> **SOURCE DOCUMENT**:
►

The alleged on-going reclamation of Subi Reef by China is seen from Pag-asa Island in the Spratly Islands in the South China Sea, western Palawan Province, Philippines Monday, May 11, 2015. AP FILE PHOTO

In the face of growing international condemnation for its building artificial islands in the South China Sea from which to project its military power in the region, China appears to have reduced itself into an island.

From world leaders and international organizations to opinion writers around the world, China has drawn criticism for its massive land reclamation in the disputed South China Sea.

Criticism of China’s behavior has intensified in recent months, as it refused to take part in arbitration proceedings that the Philippines has initiated in the Permanent Court of Arbitration in The Hague.


Oral arguments on the Philippine case opened on Tuesday.

Officials of the United States, the Philippines’ defense treaty ally, are the most strident among those concerned about Chinese incursions in the disputed waters, saying it threatens freedom of navigation.

In a meeting with Chinese President Xi Jinping in May, US Secretary of State John Kerry said: “We are concerned about the pace and scope of China’s land reclamation in the South China Sea.”

It was the same concern that US Assistant Secretary of Defense for Asian and Pacific Security Affairs David Shear expressed before the US Senate committee on foreign relations, discussing the extent of China’s reclamation activities in the South China Sea.

◄

> **REQUIREMENT A**:
Pull out every line of the entries that contains the string "tire", treating uppercase and lowercase as different.
The entries that follow are unrelated to the article on the South China Sea.

> **GIVEN DATA**:
►

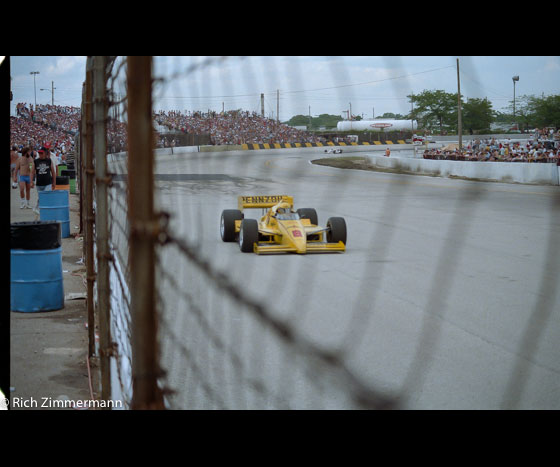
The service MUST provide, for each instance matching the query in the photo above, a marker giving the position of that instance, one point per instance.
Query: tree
(477, 115)
(545, 111)
(434, 108)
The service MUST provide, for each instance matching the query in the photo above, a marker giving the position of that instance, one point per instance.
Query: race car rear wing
(262, 201)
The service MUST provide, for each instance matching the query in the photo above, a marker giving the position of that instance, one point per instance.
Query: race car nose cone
(294, 235)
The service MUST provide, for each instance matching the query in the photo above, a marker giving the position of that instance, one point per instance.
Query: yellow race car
(281, 229)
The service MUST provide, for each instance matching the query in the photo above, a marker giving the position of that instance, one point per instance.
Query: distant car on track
(281, 229)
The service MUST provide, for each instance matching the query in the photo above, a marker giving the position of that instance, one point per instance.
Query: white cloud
(552, 64)
(65, 64)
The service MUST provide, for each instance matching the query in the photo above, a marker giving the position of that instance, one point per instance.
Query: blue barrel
(54, 206)
(36, 282)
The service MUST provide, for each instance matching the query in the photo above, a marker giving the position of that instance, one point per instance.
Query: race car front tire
(248, 235)
(336, 230)
(309, 213)
(227, 224)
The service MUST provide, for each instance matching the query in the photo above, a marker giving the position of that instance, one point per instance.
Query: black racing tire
(309, 213)
(227, 224)
(248, 235)
(42, 235)
(337, 230)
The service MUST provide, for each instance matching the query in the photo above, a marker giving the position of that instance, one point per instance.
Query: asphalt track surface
(446, 298)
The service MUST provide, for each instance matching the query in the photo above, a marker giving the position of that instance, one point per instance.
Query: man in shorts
(44, 174)
(24, 169)
(14, 156)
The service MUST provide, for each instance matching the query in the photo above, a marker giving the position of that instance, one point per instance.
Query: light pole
(52, 91)
(515, 78)
(34, 89)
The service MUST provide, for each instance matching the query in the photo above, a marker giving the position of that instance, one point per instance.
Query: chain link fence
(181, 326)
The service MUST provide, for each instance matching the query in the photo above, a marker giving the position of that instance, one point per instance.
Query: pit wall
(508, 172)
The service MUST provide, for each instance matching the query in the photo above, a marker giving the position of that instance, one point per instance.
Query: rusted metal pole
(87, 188)
(102, 222)
(143, 228)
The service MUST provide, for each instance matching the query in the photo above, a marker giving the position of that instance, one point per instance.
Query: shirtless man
(25, 167)
(13, 159)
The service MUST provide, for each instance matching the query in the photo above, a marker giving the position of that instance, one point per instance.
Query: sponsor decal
(261, 199)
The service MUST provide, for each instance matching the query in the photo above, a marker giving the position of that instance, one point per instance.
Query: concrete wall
(516, 172)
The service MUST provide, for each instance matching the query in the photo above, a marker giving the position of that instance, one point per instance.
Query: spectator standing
(24, 168)
(13, 160)
(44, 175)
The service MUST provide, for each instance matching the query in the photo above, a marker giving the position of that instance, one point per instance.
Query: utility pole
(52, 91)
(460, 123)
(34, 89)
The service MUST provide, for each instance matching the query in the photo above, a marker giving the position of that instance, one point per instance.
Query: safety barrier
(509, 172)
(249, 146)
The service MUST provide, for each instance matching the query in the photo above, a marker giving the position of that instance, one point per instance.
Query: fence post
(86, 187)
(142, 235)
(101, 222)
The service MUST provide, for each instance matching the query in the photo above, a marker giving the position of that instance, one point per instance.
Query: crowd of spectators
(535, 149)
(33, 127)
(234, 127)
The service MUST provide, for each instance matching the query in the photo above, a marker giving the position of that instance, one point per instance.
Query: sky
(370, 86)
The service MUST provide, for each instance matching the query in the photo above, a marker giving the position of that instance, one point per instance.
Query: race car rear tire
(336, 230)
(248, 235)
(308, 213)
(227, 224)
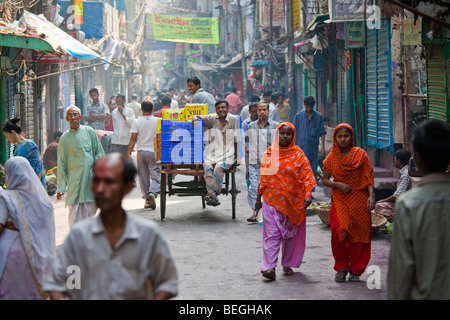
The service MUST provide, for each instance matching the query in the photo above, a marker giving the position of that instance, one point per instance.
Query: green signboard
(185, 29)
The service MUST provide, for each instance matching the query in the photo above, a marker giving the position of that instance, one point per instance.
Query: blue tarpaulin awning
(61, 42)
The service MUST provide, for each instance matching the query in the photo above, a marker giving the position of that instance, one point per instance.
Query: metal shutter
(341, 87)
(378, 88)
(436, 83)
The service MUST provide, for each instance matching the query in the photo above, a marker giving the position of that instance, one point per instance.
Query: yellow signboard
(185, 29)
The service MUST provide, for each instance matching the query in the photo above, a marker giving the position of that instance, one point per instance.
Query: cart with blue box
(181, 153)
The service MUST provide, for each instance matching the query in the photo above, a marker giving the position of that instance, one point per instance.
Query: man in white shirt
(222, 151)
(115, 255)
(143, 131)
(135, 105)
(123, 118)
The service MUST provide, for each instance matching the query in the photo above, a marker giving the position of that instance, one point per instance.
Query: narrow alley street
(219, 258)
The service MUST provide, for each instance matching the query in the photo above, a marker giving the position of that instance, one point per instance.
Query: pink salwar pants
(278, 233)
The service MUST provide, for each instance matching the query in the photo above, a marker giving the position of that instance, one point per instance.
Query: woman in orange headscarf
(285, 184)
(352, 199)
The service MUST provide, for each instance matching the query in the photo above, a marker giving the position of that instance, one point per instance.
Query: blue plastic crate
(181, 152)
(168, 126)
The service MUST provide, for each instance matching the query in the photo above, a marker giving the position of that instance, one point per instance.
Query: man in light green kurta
(78, 149)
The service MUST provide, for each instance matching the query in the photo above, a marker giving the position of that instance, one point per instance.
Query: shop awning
(24, 42)
(320, 18)
(61, 42)
(260, 62)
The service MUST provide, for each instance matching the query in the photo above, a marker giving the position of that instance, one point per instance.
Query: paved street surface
(219, 258)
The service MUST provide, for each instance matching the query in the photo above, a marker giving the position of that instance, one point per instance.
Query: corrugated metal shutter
(378, 88)
(436, 83)
(341, 87)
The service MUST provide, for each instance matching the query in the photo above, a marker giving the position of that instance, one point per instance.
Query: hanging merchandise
(348, 61)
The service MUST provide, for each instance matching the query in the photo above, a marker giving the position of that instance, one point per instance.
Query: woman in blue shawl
(24, 147)
(27, 233)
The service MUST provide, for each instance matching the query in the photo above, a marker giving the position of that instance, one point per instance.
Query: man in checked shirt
(386, 206)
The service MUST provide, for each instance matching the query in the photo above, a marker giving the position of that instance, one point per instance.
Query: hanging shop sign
(186, 29)
(354, 34)
(412, 32)
(297, 15)
(343, 10)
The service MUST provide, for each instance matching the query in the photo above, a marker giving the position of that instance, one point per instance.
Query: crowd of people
(94, 175)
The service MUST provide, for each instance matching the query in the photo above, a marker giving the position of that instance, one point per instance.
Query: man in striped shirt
(310, 131)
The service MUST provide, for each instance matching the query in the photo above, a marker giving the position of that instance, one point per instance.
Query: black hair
(129, 169)
(222, 101)
(403, 155)
(166, 101)
(57, 134)
(11, 124)
(347, 129)
(431, 140)
(252, 105)
(309, 101)
(120, 95)
(255, 98)
(194, 80)
(147, 106)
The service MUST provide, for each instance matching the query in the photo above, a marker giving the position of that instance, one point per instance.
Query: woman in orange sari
(352, 199)
(285, 184)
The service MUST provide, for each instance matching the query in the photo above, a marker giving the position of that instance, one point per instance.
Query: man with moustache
(118, 255)
(222, 152)
(78, 148)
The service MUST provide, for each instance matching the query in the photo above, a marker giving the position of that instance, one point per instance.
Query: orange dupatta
(355, 170)
(286, 178)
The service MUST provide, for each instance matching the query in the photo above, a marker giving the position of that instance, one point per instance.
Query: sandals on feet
(340, 276)
(212, 201)
(353, 277)
(269, 274)
(287, 271)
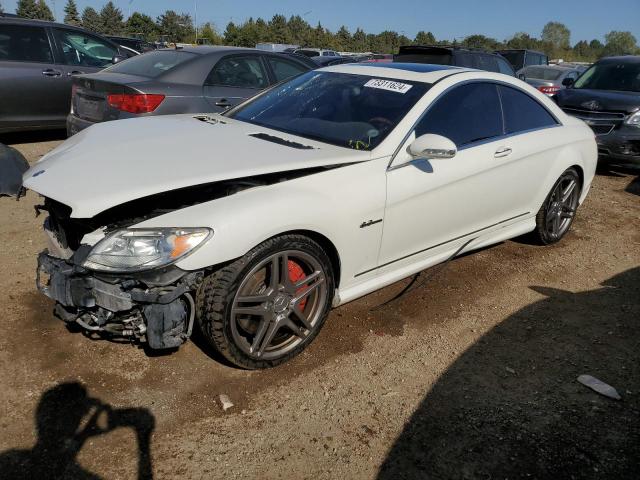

◄

> **REQUIREMENT B**:
According to the article on the South China Sea, which US official voiced concern about China's reclamation activities before the US Senate committee on foreign relations?

> **WRITTEN RESPONSE A**:
Query: race car front tire
Query: black racing tire
Query: race car rear tire

> **WRITTEN RESPONSE B**:
David Shear, US Assistant Secretary of Defense for Asian and Pacific Security Affairs.